- [Your task] Repeat each entry below exactly.

Stored items:
===

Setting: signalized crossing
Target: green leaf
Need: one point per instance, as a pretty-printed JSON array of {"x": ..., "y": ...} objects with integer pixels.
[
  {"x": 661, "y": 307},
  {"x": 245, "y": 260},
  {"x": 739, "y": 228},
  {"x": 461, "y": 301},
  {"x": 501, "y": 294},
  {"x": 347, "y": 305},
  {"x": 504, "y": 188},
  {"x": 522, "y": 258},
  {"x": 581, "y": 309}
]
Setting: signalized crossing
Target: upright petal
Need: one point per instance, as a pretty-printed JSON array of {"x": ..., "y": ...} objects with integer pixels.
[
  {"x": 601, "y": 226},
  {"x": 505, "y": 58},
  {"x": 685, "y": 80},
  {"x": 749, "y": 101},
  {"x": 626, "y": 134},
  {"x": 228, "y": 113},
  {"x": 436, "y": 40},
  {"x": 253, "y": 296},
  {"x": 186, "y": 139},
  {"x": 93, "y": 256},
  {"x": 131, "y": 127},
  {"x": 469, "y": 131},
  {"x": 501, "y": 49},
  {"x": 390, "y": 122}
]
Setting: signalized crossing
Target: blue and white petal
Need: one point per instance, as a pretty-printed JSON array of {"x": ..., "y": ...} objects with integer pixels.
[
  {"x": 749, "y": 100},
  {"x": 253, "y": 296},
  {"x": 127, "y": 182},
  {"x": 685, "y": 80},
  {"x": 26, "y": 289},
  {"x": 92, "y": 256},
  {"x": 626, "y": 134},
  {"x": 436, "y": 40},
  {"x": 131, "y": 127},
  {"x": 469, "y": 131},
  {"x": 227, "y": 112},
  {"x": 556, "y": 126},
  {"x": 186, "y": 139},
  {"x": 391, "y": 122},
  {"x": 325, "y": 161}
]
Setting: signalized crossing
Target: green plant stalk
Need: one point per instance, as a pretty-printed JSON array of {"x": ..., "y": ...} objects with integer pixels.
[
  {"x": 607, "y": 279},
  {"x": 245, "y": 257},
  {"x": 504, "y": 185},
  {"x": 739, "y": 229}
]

===

- [Answer below]
Setting: signalized crossing
Target: green leaf
Need: one point per instance, as a pretty-printed JSON array of {"x": ..., "y": ...} objects with integer pixels.
[
  {"x": 661, "y": 307},
  {"x": 245, "y": 260},
  {"x": 739, "y": 228},
  {"x": 461, "y": 301},
  {"x": 501, "y": 294},
  {"x": 347, "y": 305},
  {"x": 504, "y": 188},
  {"x": 522, "y": 258},
  {"x": 581, "y": 309}
]
Setting: signalized crossing
Target: upright petal
Need: one point per instance, as a pretty-printed JSON array of {"x": ..., "y": ...} objects with integer pixels.
[
  {"x": 601, "y": 226},
  {"x": 505, "y": 58},
  {"x": 685, "y": 80},
  {"x": 749, "y": 101},
  {"x": 626, "y": 134},
  {"x": 228, "y": 113},
  {"x": 436, "y": 40},
  {"x": 253, "y": 296},
  {"x": 186, "y": 139},
  {"x": 93, "y": 256},
  {"x": 131, "y": 127},
  {"x": 469, "y": 131},
  {"x": 501, "y": 49},
  {"x": 390, "y": 122}
]
Setting: signalized crossing
Target: blue and white petal
Need: one point per instance, as a pretty-printed JSON array of {"x": ..., "y": ...} objects with integer pixels.
[
  {"x": 749, "y": 100},
  {"x": 253, "y": 296},
  {"x": 127, "y": 182},
  {"x": 685, "y": 80},
  {"x": 26, "y": 289},
  {"x": 92, "y": 256},
  {"x": 626, "y": 134},
  {"x": 436, "y": 40},
  {"x": 131, "y": 127},
  {"x": 469, "y": 131},
  {"x": 227, "y": 112},
  {"x": 556, "y": 126},
  {"x": 186, "y": 139},
  {"x": 391, "y": 122},
  {"x": 325, "y": 161}
]
Setting: signalized crossing
Target: green plant stalk
Need: one point per instance, as a pretty-printed JSON array of {"x": ..., "y": ...} objects with integer pixels.
[
  {"x": 607, "y": 279},
  {"x": 245, "y": 257},
  {"x": 504, "y": 185},
  {"x": 739, "y": 229}
]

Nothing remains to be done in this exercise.